● WORK REQUEST
Pull every line holding the string "shirt" from the records below.

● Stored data
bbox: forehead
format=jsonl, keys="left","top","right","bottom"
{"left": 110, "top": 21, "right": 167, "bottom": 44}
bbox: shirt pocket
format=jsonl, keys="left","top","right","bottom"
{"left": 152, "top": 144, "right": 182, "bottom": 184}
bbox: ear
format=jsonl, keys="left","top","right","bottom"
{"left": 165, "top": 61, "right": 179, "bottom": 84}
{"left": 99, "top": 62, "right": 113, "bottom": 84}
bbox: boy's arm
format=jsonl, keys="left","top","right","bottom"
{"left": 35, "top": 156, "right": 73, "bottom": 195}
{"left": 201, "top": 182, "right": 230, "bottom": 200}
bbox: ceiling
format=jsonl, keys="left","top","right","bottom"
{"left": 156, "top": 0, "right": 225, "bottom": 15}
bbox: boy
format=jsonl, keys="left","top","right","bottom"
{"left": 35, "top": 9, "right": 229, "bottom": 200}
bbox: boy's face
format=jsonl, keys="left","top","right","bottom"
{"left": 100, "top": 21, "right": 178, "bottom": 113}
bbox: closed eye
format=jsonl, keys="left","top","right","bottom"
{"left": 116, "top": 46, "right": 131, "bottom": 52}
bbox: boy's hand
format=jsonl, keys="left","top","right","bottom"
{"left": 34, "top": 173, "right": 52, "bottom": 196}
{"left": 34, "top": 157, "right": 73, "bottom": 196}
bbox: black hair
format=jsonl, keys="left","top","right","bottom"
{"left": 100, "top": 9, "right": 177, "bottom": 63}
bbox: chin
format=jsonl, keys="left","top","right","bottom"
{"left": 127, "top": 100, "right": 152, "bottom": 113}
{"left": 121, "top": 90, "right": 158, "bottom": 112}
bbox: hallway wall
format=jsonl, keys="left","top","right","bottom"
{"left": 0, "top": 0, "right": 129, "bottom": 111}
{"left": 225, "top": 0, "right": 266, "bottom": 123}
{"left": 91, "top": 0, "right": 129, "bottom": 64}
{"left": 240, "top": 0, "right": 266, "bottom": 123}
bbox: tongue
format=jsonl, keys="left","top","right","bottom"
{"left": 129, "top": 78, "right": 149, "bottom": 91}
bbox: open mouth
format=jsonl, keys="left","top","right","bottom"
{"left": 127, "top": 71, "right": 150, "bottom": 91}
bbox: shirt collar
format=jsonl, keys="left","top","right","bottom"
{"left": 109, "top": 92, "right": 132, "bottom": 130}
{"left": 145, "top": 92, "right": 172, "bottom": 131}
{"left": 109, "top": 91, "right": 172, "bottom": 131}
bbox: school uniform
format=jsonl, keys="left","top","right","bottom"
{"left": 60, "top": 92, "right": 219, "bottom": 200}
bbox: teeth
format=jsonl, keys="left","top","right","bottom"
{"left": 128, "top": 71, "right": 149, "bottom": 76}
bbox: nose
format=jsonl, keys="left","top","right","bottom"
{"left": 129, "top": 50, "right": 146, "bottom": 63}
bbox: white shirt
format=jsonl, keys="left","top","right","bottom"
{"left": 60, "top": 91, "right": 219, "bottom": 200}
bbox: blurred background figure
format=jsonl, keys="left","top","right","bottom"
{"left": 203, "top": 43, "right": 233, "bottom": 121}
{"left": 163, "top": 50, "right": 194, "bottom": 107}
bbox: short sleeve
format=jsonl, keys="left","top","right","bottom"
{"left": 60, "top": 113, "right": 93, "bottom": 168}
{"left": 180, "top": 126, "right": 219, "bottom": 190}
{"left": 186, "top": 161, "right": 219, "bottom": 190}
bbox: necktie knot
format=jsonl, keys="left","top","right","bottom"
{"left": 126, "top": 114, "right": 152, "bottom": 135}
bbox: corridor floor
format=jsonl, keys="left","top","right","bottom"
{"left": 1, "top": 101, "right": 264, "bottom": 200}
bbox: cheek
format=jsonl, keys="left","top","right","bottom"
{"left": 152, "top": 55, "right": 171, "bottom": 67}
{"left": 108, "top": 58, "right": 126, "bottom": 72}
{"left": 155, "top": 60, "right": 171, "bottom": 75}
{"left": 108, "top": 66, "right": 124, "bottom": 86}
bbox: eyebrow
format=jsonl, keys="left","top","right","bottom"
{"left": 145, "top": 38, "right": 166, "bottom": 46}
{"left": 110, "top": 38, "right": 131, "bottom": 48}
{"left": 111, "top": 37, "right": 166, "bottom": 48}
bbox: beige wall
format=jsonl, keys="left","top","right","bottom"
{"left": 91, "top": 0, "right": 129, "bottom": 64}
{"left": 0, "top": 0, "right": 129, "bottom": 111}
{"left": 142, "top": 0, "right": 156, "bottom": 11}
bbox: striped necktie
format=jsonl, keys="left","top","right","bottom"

● RESULT OF THE TASK
bbox: shirt pocket
bbox: shirt collar
bbox: white shirt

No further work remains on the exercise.